Please show every line of the records that contains the word "each", matching case exactly.
— BEGIN RECORDS FOR THIS EXERCISE —
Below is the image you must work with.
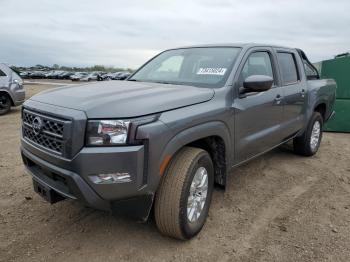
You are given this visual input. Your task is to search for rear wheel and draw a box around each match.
[293,112,323,156]
[155,147,214,239]
[0,93,11,115]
— END RECORDS FOR THIS EXERCISE —
CORRECT RESULT:
You are given this visual input. Your task is to search for rear wheel and draw a box around each match.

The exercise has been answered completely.